Return a faithful copy of all the entries, omitting the images.

Stored data
• • • • •

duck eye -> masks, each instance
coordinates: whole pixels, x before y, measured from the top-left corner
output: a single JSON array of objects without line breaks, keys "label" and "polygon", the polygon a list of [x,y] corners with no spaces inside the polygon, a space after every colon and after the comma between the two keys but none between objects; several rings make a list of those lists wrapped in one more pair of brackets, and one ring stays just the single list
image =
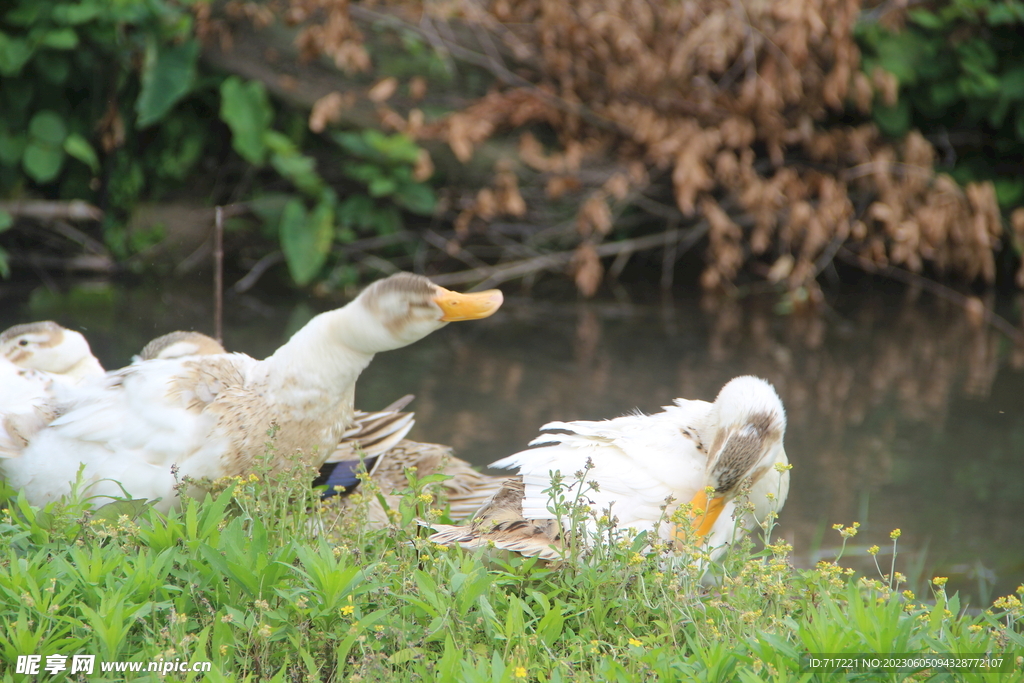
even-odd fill
[{"label": "duck eye", "polygon": [[22,339],[19,341],[18,346],[28,346],[28,339]]}]

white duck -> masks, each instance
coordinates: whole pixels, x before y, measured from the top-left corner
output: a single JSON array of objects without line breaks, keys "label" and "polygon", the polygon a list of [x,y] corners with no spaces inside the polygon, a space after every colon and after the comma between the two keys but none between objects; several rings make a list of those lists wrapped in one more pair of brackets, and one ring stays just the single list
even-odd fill
[{"label": "white duck", "polygon": [[51,320],[24,323],[0,332],[0,356],[21,368],[50,374],[60,384],[75,385],[104,370],[80,332]]},{"label": "white duck", "polygon": [[52,418],[53,379],[0,358],[0,458],[16,457]]},{"label": "white duck", "polygon": [[183,477],[248,473],[271,431],[274,453],[320,465],[350,426],[356,379],[376,353],[487,317],[501,302],[497,290],[457,294],[399,273],[313,318],[265,360],[234,353],[130,365],[77,390],[19,457],[0,459],[0,474],[42,505],[69,493],[84,464],[94,504],[127,492],[167,510]]},{"label": "white duck", "polygon": [[70,387],[102,377],[79,332],[45,320],[0,332],[0,458],[16,456]]},{"label": "white duck", "polygon": [[[789,493],[789,461],[782,443],[785,430],[786,413],[772,385],[744,376],[728,382],[714,403],[676,399],[675,405],[654,415],[551,422],[541,428],[541,436],[528,450],[491,466],[519,468],[525,485],[522,515],[530,521],[555,518],[545,493],[553,472],[563,475],[570,501],[580,486],[575,473],[585,472],[584,481],[594,481],[598,488],[585,486],[580,500],[588,502],[597,515],[610,510],[621,529],[652,531],[659,520],[690,502],[694,510],[705,511],[692,527],[687,523],[676,529],[664,522],[659,533],[675,540],[685,538],[692,528],[707,538],[717,556],[734,539],[735,499],[745,480],[752,481],[749,499],[754,511],[741,515],[740,533],[785,504]],[[669,497],[673,502],[666,508]],[[536,535],[532,527],[524,528]]]},{"label": "white duck", "polygon": [[[132,362],[169,360],[185,356],[212,356],[218,353],[227,351],[213,337],[202,332],[178,330],[168,332],[146,344],[137,356],[132,357]],[[382,410],[371,413],[363,410],[354,411],[352,424],[345,430],[338,447],[324,462],[358,463],[360,458],[373,458],[391,450],[405,438],[416,423],[413,413],[402,412],[412,400],[413,396],[410,394]]]},{"label": "white duck", "polygon": [[227,353],[224,346],[202,332],[178,330],[159,336],[142,347],[139,355],[132,356],[133,363],[144,360],[171,360],[185,356],[212,356]]},{"label": "white duck", "polygon": [[[215,353],[225,351],[212,337],[200,332],[170,332],[146,344],[135,362]],[[366,471],[380,487],[388,505],[397,508],[399,497],[393,492],[406,488],[405,470],[412,469],[419,477],[448,477],[442,484],[445,502],[449,514],[459,519],[473,514],[498,490],[501,479],[480,474],[468,462],[455,457],[450,448],[404,440],[416,423],[412,412],[404,412],[412,400],[410,394],[381,410],[353,413],[352,425],[313,481],[314,486],[326,487],[325,499],[354,490],[359,486],[359,473]],[[375,525],[388,522],[376,498],[369,503],[367,519]]]}]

• • • • •

**Output of the exercise**.
duck eye -> masks, each instance
coordinates: whole pixels, x before y, measured from the top-left corner
output: a single JSON array of objects without line breaks, keys "label" and "polygon", the polygon a list of [x,y] corners with no spaces inside the polygon, a space after every colon and after the comma between the two keys but none between objects; several rings make a list of those lists wrapped in one more pair of brackets, and one ring stays just the single list
image =
even-odd fill
[{"label": "duck eye", "polygon": [[22,339],[19,341],[18,346],[28,346],[28,339]]}]

white duck -> masks, each instance
coordinates: whole pixels, x before y, measured from the top-left corner
output: a single JSON array of objects without line breaks, keys "label" and "polygon", the polygon a list of [x,y] corners with no spaces inside the polygon, a space after every colon and after the comma between the two keys but none between objects; several rings make a list of those lists wrapped in one more pair of brackets, and one ring stays just the single list
even-odd fill
[{"label": "white duck", "polygon": [[51,320],[24,323],[0,332],[0,356],[21,368],[50,374],[60,384],[75,385],[104,370],[80,332]]},{"label": "white duck", "polygon": [[52,418],[53,379],[0,358],[0,458],[16,457]]},{"label": "white duck", "polygon": [[183,477],[248,473],[271,431],[274,453],[320,465],[350,426],[356,379],[376,353],[487,317],[501,302],[497,290],[457,294],[399,273],[313,318],[265,360],[234,353],[130,365],[77,390],[19,457],[0,459],[0,474],[42,505],[69,493],[84,464],[94,504],[127,492],[167,510]]},{"label": "white duck", "polygon": [[70,387],[102,377],[79,332],[45,320],[0,332],[0,458],[16,456]]},{"label": "white duck", "polygon": [[[789,493],[789,461],[782,443],[785,430],[786,413],[772,385],[744,376],[728,382],[714,403],[676,399],[675,405],[654,415],[551,422],[541,428],[541,436],[528,450],[491,466],[519,468],[525,485],[522,515],[530,521],[555,518],[545,493],[553,472],[563,475],[570,501],[580,486],[575,473],[585,472],[584,481],[594,481],[598,488],[585,486],[580,500],[588,502],[597,515],[610,510],[621,529],[652,531],[659,520],[690,502],[694,510],[705,511],[692,527],[687,523],[676,529],[664,522],[659,533],[675,540],[685,538],[692,528],[707,538],[717,556],[734,539],[735,499],[745,480],[752,481],[749,499],[754,511],[741,515],[740,533],[785,504]],[[669,497],[673,502],[666,508]],[[536,535],[532,527],[524,528]]]},{"label": "white duck", "polygon": [[[132,362],[169,360],[185,356],[212,356],[218,353],[227,351],[213,337],[202,332],[178,330],[168,332],[146,344],[137,356],[132,357]],[[382,410],[371,413],[363,410],[354,411],[352,424],[345,430],[338,447],[324,462],[358,463],[360,458],[373,458],[391,450],[405,438],[416,423],[413,413],[402,412],[412,400],[413,396],[410,394]]]},{"label": "white duck", "polygon": [[227,353],[224,346],[202,332],[178,330],[159,336],[142,347],[139,355],[132,356],[133,363],[144,360],[171,360],[185,356],[212,356]]},{"label": "white duck", "polygon": [[[215,353],[225,351],[212,337],[200,332],[170,332],[146,344],[135,362]],[[366,471],[380,487],[388,505],[397,508],[399,497],[393,492],[406,488],[405,470],[412,469],[419,477],[448,477],[442,484],[445,502],[449,514],[459,519],[473,514],[498,490],[501,479],[480,474],[468,462],[455,457],[450,448],[404,440],[416,423],[412,412],[404,412],[412,400],[410,394],[381,410],[353,413],[352,425],[313,481],[314,486],[326,487],[325,499],[354,490],[359,486],[359,473]],[[375,525],[388,522],[376,498],[369,503],[367,519]]]}]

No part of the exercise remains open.